Extrait du document:
§ §
Ma pitié va, certes, aux croyants qui implorent du secours, car je sais qu’ils prient parce qu’ils se sentent misérables, mais il me suffit de voir leurs yeux au ciel et leurs mains tendues vers la Vierge, pour comprendre, que d’autres ont plus besoin encore de mes prières.

Ce sont ceux qui cheminent dans la poussière de la terre sans lever les yeux en haut : au bout de la route longue et dure, ils n’entrevoient que le trou profond où descendra leur cercueil. Froids, mornes, sceptiques, ils ont écarté comme des faussetés tout ce qu’ils ne pouvaient comprendre : pour eux, pas de ciel où se reposer de la vie, pas de Vierge tendre et douce qui se penche sur leur tristesse, pas de Christ miséricordieux et tout-puissant qui dise : « Ne t’inquiète plus de ton âme, elle est à moi, je l’ai rachetée avec mon sang ! » Non ! après la vie, la mort ; après la mort… rien.
§ §
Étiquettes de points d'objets
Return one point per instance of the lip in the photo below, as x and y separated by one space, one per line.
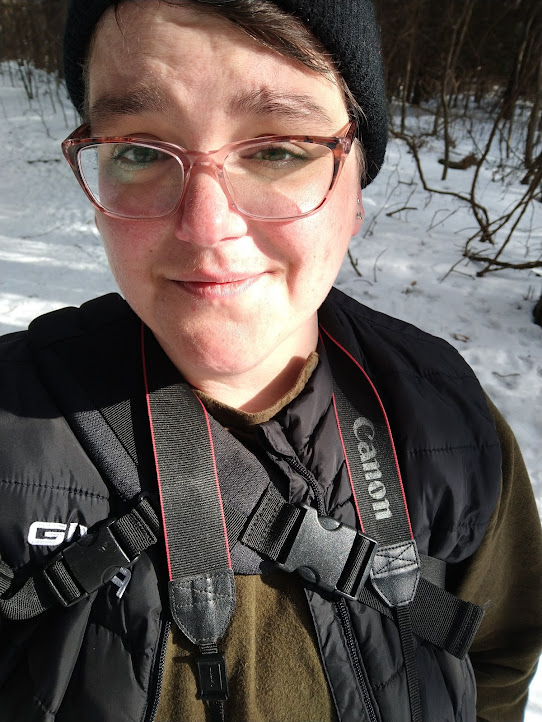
210 287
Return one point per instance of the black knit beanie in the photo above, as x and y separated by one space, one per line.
346 28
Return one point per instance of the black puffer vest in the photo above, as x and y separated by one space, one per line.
101 659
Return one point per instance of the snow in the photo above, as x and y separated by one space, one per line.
51 256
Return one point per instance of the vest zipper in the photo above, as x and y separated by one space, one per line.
354 656
311 481
159 673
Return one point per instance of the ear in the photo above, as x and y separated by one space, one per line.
360 214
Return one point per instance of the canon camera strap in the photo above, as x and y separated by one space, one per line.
379 497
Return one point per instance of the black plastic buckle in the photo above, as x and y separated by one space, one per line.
212 678
92 561
332 555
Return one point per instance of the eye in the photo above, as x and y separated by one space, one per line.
131 155
276 153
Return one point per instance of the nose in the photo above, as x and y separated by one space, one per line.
206 216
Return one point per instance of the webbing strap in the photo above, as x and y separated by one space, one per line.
437 616
84 566
201 586
379 498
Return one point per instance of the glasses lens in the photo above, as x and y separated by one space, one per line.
132 179
279 180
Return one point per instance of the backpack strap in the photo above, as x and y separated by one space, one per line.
82 567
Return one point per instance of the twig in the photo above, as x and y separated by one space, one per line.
376 261
404 208
354 264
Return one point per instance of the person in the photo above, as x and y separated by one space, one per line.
171 459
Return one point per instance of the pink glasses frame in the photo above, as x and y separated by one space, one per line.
340 145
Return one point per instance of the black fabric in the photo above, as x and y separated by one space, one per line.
346 28
449 458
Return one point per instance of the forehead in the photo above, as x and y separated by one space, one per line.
156 57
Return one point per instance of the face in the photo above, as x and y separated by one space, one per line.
228 297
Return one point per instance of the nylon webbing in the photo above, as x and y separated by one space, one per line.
369 450
378 494
84 566
201 586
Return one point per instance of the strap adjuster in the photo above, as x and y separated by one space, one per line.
86 565
332 555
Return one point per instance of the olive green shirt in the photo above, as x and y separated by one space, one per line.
274 668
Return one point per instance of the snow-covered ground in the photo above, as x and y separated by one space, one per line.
51 256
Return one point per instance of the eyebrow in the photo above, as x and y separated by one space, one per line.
291 106
142 99
260 102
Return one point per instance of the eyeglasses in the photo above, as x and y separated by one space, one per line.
270 178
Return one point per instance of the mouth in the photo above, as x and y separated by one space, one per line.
218 287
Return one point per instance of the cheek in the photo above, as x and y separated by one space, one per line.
128 245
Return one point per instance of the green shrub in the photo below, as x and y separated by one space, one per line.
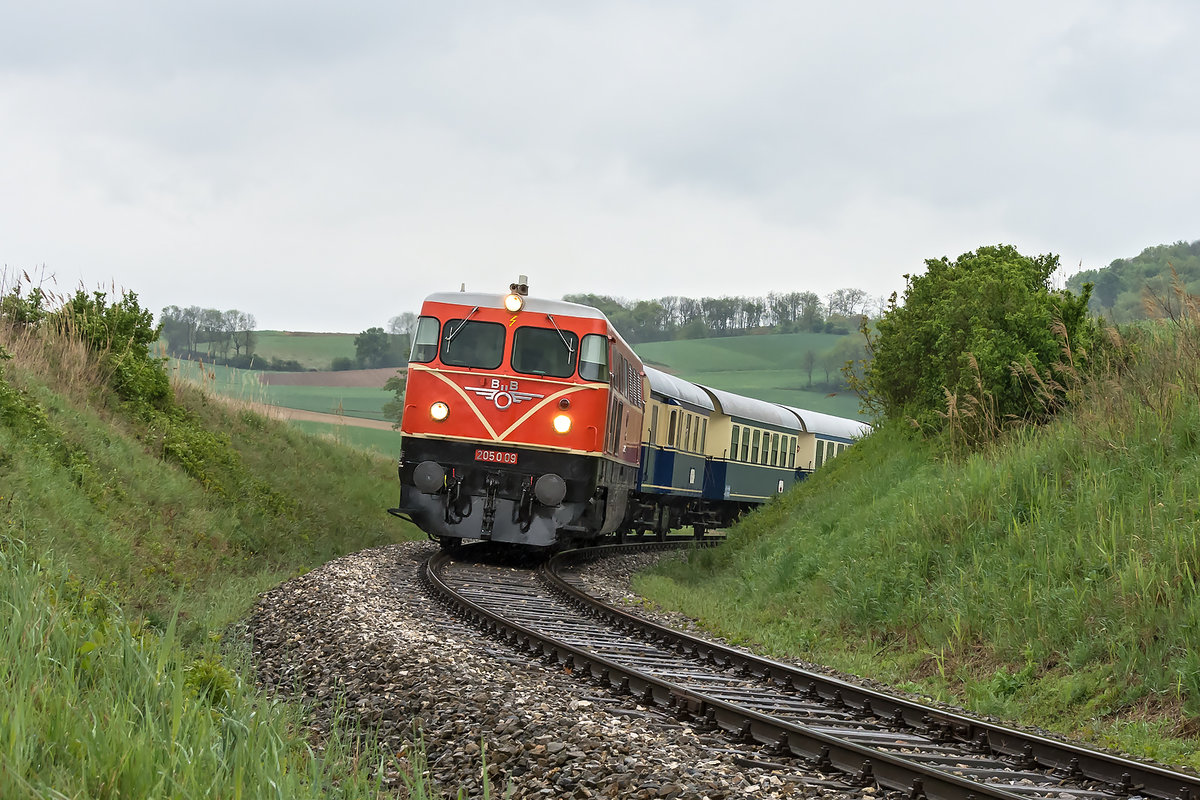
970 336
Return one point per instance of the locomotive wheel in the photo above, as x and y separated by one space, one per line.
449 543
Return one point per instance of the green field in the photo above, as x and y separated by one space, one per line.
243 384
768 367
385 443
312 350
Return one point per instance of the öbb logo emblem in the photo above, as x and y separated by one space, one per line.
503 395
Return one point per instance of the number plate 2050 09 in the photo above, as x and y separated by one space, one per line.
496 456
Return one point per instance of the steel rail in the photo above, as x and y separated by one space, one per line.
864 765
1033 751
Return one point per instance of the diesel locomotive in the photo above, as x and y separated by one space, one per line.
§ §
Consignes:
1. D'après l'extrait, pour quelle raison la pitié exprimée dans la première phrase va-t-elle aux croyants qui implorent du secours ?
2. Indiquez combien de lignes des entrées contiennent le mot « vest », en donnant seulement le nombre.

Réponses rédigées:
1. Elle va à ces croyants parce qu'ils prient du fait qu'ils se sentent misérables.

2. 2